- _PROVIDED DATA_:
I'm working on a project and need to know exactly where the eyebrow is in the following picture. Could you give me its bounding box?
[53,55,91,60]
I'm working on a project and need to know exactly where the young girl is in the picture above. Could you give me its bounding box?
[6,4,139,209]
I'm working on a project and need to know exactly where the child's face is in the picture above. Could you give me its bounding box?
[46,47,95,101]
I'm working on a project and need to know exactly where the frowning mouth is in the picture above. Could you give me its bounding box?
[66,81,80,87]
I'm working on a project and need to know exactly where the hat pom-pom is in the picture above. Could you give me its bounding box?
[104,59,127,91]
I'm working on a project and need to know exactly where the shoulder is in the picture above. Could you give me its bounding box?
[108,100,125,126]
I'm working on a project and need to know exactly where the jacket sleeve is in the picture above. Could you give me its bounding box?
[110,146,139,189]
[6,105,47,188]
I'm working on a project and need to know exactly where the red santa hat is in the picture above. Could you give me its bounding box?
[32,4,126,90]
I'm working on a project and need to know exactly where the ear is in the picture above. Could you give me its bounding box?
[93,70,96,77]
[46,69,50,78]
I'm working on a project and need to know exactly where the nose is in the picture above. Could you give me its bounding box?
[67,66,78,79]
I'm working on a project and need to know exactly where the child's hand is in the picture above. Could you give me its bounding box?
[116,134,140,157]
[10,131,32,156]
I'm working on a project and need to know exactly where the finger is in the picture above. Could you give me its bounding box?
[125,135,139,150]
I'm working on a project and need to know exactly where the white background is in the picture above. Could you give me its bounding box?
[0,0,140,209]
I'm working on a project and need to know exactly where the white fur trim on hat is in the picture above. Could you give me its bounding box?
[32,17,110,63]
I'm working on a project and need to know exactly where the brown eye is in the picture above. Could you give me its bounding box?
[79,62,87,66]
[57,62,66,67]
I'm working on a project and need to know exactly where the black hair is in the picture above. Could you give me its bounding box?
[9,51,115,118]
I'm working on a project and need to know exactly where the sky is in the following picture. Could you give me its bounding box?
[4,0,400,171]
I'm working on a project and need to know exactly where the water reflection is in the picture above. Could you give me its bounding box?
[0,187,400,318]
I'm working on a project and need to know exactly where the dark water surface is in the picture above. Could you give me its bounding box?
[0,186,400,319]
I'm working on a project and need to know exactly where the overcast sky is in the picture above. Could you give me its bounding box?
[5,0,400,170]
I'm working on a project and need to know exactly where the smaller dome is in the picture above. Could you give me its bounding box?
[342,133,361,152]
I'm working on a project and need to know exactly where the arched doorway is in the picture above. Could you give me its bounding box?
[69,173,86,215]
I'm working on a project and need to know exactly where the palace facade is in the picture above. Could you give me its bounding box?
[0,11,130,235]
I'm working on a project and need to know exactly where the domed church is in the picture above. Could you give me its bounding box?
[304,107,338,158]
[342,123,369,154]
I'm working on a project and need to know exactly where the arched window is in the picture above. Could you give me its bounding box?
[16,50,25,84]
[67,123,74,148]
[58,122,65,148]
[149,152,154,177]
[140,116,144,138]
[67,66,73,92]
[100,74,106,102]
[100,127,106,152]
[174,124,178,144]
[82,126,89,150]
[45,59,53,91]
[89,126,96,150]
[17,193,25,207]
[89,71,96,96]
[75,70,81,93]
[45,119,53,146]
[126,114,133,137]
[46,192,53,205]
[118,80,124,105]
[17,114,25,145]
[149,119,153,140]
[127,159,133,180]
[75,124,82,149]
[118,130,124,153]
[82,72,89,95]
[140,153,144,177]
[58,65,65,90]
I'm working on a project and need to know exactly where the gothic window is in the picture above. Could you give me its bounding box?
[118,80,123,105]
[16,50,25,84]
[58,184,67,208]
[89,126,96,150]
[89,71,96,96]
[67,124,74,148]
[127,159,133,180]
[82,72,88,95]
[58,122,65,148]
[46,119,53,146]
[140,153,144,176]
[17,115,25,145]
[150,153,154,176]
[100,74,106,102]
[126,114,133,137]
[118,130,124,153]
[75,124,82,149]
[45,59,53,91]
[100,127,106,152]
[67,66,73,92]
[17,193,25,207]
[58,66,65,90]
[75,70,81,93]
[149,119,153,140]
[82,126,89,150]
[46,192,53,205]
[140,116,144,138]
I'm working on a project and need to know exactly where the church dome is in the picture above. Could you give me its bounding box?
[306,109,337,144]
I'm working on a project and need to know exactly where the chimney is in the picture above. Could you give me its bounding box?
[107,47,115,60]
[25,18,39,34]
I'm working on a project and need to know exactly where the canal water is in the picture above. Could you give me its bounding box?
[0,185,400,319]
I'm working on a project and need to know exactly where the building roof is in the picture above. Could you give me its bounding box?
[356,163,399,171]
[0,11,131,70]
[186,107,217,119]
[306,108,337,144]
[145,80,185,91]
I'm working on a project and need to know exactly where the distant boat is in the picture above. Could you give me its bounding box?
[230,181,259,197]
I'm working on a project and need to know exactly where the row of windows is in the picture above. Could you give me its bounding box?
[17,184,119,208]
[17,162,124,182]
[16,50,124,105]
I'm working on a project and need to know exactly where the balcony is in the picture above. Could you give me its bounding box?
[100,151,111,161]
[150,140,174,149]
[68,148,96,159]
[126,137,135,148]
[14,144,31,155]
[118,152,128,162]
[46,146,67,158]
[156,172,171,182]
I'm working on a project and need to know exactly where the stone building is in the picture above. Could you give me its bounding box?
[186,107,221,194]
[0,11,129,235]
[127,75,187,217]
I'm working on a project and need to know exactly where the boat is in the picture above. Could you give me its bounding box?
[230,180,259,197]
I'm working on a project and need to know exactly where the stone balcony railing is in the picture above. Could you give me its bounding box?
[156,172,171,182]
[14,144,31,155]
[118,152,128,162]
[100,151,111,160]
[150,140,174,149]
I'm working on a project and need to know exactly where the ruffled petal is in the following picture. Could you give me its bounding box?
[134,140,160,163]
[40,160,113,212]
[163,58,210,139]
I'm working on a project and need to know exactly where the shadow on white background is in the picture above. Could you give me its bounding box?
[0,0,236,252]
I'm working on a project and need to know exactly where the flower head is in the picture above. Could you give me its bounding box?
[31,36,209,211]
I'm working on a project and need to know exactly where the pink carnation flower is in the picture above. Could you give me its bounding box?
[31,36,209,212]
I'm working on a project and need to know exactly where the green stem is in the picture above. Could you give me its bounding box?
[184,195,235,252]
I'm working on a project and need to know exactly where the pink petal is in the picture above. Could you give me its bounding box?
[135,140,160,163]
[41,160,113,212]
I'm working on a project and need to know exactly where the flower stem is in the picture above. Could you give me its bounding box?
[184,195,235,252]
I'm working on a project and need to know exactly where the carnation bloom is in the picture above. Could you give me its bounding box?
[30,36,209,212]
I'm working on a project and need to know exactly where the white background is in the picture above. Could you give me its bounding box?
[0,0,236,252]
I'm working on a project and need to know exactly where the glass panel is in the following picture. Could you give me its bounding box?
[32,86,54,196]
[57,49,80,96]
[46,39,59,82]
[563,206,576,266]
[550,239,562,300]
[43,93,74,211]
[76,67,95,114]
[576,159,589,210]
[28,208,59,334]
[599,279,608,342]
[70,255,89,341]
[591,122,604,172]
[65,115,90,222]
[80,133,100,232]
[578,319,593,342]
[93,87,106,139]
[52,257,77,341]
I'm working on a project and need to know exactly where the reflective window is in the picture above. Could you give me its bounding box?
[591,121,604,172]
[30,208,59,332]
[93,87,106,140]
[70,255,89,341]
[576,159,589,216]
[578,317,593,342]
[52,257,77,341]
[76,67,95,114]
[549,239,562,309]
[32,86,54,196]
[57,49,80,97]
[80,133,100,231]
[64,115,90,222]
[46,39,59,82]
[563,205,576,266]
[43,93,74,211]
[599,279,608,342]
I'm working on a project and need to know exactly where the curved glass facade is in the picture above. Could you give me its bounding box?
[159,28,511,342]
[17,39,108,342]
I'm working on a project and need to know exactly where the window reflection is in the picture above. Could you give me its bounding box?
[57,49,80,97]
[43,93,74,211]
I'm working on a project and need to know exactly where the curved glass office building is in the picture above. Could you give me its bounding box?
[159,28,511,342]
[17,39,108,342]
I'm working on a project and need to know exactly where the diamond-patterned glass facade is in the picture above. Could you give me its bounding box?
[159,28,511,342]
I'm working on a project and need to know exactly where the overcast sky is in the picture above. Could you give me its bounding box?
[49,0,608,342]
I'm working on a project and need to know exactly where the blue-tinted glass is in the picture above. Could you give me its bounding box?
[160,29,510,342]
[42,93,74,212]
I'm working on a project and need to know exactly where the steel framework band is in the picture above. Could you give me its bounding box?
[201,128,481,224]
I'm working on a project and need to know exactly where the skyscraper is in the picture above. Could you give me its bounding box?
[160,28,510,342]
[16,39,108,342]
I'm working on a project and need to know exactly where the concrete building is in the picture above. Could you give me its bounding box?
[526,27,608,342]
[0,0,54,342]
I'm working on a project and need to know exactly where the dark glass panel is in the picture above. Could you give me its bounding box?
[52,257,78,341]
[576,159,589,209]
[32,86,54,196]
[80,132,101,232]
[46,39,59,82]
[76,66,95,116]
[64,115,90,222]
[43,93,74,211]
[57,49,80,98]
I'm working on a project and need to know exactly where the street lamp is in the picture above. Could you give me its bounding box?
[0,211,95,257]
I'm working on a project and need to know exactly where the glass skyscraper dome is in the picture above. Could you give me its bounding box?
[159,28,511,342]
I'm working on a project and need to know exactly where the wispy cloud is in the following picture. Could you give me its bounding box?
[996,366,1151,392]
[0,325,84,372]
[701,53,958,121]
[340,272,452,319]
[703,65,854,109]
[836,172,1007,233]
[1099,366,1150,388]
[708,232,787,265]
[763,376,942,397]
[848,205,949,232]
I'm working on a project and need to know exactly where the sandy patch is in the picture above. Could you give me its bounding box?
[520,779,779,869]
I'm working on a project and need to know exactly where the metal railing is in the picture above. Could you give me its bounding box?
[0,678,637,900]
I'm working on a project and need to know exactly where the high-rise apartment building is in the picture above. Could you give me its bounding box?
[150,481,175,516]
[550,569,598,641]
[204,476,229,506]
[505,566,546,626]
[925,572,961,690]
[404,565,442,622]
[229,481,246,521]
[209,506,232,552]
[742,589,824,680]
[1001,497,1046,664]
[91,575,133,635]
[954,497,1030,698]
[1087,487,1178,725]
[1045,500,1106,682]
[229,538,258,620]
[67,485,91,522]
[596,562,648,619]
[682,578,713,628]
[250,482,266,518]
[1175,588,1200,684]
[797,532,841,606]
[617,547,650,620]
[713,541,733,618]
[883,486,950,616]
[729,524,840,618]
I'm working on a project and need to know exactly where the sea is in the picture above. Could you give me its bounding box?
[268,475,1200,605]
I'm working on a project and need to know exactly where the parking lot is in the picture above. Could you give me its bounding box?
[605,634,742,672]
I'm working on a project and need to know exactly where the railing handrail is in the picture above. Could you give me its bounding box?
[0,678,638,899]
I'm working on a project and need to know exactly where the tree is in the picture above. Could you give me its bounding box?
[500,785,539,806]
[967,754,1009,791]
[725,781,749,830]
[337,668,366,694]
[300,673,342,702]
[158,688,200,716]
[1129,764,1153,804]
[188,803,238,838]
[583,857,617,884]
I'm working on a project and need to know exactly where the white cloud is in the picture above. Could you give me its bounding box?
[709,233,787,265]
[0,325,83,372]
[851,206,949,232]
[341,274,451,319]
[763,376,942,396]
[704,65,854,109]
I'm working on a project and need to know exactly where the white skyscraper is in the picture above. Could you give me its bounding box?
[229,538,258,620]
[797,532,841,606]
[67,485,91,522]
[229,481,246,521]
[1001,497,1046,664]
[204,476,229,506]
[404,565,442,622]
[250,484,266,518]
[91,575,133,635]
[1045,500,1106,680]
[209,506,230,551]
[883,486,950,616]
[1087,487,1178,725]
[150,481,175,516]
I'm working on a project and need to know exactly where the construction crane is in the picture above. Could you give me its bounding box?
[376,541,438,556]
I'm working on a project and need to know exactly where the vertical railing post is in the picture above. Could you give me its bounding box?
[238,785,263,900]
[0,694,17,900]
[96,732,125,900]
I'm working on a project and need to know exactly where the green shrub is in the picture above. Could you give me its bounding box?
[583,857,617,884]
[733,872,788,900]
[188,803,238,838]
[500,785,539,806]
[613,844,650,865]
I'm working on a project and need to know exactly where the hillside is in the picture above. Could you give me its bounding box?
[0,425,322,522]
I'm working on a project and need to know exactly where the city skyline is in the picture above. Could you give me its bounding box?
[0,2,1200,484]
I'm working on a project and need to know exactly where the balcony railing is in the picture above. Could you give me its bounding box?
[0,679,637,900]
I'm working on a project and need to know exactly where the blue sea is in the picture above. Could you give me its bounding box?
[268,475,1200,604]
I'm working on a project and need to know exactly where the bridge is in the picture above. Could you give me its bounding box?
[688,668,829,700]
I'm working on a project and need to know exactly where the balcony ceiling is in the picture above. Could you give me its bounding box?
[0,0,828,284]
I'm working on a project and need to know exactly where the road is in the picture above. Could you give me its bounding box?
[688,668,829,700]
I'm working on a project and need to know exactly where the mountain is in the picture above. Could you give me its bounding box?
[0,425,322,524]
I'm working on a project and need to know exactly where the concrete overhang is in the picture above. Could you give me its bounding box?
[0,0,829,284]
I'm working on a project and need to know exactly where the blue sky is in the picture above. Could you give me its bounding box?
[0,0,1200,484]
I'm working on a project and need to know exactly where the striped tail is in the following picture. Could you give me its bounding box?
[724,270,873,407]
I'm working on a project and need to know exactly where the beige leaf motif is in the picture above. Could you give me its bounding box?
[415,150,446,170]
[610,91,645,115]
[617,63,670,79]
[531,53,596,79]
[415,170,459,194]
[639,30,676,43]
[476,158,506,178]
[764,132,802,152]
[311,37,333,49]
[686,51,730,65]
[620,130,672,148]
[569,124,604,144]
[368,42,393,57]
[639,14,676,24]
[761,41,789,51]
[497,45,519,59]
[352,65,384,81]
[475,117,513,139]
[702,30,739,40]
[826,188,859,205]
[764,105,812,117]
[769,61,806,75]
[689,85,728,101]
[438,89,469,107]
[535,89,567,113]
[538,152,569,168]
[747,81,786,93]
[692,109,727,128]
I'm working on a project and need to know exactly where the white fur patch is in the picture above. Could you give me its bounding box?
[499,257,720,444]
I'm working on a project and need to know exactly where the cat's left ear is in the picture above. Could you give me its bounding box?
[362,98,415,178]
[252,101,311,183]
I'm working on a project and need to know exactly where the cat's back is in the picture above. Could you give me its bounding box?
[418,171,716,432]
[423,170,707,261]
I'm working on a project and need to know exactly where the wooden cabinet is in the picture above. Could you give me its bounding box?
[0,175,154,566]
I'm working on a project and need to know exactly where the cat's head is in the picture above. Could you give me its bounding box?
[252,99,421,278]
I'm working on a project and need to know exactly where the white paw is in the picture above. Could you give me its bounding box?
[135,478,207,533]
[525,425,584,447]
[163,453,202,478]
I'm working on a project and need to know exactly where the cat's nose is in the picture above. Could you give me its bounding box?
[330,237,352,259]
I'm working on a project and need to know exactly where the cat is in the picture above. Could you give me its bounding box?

- _SET EXERCISE_:
Reproduce word for word the lines that run from the start of the records through the line containing "[53,55,91,60]", including both ends.

- _SOLVED EXERCISE_:
I'm working on a project and need to know exactly where the eyebrow is in the following picture. Could you give me its bounding box?
[53,55,91,60]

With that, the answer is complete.